EXERCISE DETAILS
Repeat the lines of the listing below, from the line containing "water --shape polygon" through the end of the listing.

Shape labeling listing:
□ □ □ □ □

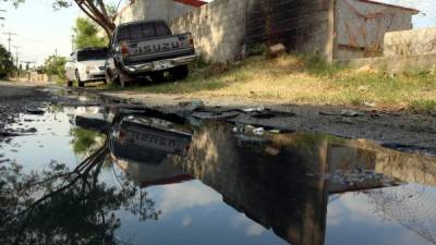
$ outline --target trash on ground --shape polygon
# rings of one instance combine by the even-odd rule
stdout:
[[[362,112],[355,110],[342,110],[340,114],[342,117],[350,117],[350,118],[363,115]]]

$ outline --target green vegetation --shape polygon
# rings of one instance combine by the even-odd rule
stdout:
[[[410,102],[410,110],[416,113],[436,113],[436,100],[413,100]]]
[[[14,70],[11,53],[0,45],[0,78],[7,77]]]
[[[133,88],[137,93],[183,94],[201,99],[219,96],[271,102],[366,106],[428,112],[436,101],[432,72],[389,75],[354,71],[317,56],[247,58],[237,63],[195,64],[187,79]],[[416,102],[421,98],[421,102]],[[422,102],[425,101],[425,102]],[[421,109],[420,109],[421,108]],[[424,109],[424,110],[423,110]]]
[[[100,29],[88,19],[77,17],[73,28],[75,49],[108,46],[109,39],[106,35],[99,36]]]

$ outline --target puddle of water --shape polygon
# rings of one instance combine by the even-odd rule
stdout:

□ □ □ □ □

FULL OUTPUT
$ outline --target puddle of water --shape polygon
# rings of one instance combine by the even-odd rule
stdout:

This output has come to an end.